REQUIRED TASK
Extract from the material below each line containing the string "indicate" and reproduce those lines in full, preserving their original order.
--- Start of ENTRIES PROVIDED ---
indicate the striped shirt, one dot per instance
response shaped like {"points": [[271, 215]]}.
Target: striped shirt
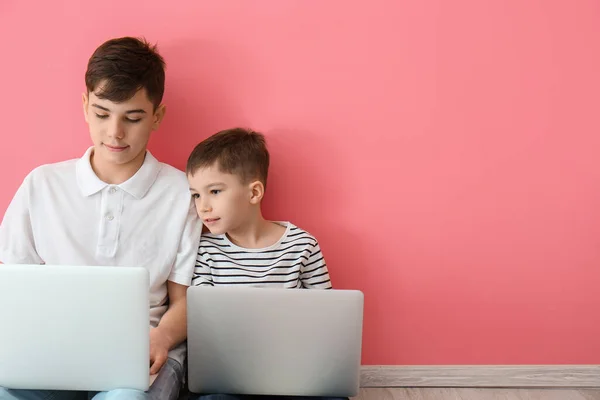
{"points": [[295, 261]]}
--- End of ENTRIES PROVIDED ---
--- Start of ENTRIES PROVIDED ---
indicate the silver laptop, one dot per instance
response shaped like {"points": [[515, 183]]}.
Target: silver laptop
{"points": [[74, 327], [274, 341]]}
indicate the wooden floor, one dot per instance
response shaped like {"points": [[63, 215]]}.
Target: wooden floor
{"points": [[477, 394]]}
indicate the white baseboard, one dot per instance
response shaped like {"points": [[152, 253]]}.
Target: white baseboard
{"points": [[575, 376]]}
--- End of ENTRIES PROVIDED ---
THE ANSWER
indicate the striped shirt, one dot per instance
indicate the silver laptop, one dot per instance
indicate the wooden floor, one dot per instance
indicate the white baseboard, one dot per instance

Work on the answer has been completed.